DOCUMENT:
-------------------------
Sexagesima STM,
Toronto – Feb. 23, 2014
Leviticus 19:1–2, 17–18
Psalm 103:1–4, 8, 10, 12–13
1
Corinthians 3:16–23
Matthew 5:38–48
The Gospel and the
other readings today and last week echo God’s call to salvation but also our
call to holiness. In the First Reading the Lord speaks to Moses
about how we are called away from hate and vengeance to the love of neighbour as
self. Even beyond this in the Gospel Jesus says that we
are called to love even our enemies and to be perfect even as God is perfect - Many would close the matter there, saying this is just impossible.
How can even
consider being perfect as our Father in heaven is perfect. Jesus explains that
we make a start by realizing that we are given grace to be imitators of God as
his beloved children (Eph. 5:1–2). This grace begins the process of sanctification but does not come to an end even after our life on earth.
It is God’s love
which refines us throughout our lives and the Church teaches us that after
death the same grace continues to refine us in the purifying light of Purgatory
to prepare us, perfect us, for the vision of God in eternity.
-------------------------
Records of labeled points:
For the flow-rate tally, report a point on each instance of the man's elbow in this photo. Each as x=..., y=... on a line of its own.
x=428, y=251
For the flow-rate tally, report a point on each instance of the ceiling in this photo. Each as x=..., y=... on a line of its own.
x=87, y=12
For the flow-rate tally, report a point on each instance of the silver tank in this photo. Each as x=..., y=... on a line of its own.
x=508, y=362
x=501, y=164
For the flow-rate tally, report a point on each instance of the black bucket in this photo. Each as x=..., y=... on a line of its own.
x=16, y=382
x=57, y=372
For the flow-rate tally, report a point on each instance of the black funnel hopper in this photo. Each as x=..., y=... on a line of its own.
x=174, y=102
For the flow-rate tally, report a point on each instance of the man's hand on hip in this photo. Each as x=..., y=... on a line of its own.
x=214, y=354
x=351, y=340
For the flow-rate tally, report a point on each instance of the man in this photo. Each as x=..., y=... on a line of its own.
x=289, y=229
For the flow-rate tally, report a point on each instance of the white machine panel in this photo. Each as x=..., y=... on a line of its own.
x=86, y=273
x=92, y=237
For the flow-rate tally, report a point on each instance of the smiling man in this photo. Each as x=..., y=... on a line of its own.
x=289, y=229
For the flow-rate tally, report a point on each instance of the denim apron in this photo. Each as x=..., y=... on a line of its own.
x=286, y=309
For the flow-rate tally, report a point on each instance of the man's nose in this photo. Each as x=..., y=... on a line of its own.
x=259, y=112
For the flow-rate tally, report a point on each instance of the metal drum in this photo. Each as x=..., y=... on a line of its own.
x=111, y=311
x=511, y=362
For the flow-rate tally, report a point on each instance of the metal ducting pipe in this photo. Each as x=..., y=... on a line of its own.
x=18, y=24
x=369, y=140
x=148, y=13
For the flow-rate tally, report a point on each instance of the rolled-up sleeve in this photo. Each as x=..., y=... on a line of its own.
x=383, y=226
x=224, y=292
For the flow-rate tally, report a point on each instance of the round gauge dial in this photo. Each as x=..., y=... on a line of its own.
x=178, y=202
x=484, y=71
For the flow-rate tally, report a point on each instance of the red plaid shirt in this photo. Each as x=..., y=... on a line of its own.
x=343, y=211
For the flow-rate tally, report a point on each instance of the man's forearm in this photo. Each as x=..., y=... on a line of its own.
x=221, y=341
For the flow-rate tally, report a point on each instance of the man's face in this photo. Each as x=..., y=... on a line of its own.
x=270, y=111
-------------------------
TASK INSTRUCTIONS:
a – Which passage from Matthew does the homily's header list?
b – Rewrite the part of the homily that begins at "How can even" and stops after "life on earth.", putting "mercy" in place of "grace".
c – Please carry on the homily about the call to holiness from its last sentence.

ANSWER SET:
a – Matthew 5:38–48

b –
How can even
consider being perfect as our Father in heaven is perfect. Jesus explains that
we make a start by realizing that we are given mercy to be imitators of God as
his beloved children (Eph. 5:1–2). This mercy begins the process of sanctification but does not come to an end even after our life on earth.

c –
If you are like
me you are thankful for this purifying light as we realize how far we are from
perfection and how much in need of grace. It is indeed Good News that it is
only God’s grace, love and mercy which can perfect us since we do not have the
power on our own. However, we must ask for this grace and be open to receive it
. . . even when it hurts.
One of the
greatest counsels of perfection comes in today’s Gospel which calls us to love
and pray even for those who wish us evil or do us ill. That is when this business of grace often
begins to hurt. Praying for and trying
to love those who hate us or despitefully use us is one of the most difficult
things in the world to contemplate much less to accomplish.
Jesus insists that we are to pray
for our enemies in sincerity with the knowledge that no matter how much trouble
we have with them, they are loved by God and God is seeking to purify them as
well.
Only God can
give us the grace to love like this without limit—with a love that does not
distinguish between friend and foe, overcoming evil with good (Rom. 12:21).
Jesus himself,
in his Passion and death, gave us the perfect example of the love that we are
called to – no matter how far we may be from it.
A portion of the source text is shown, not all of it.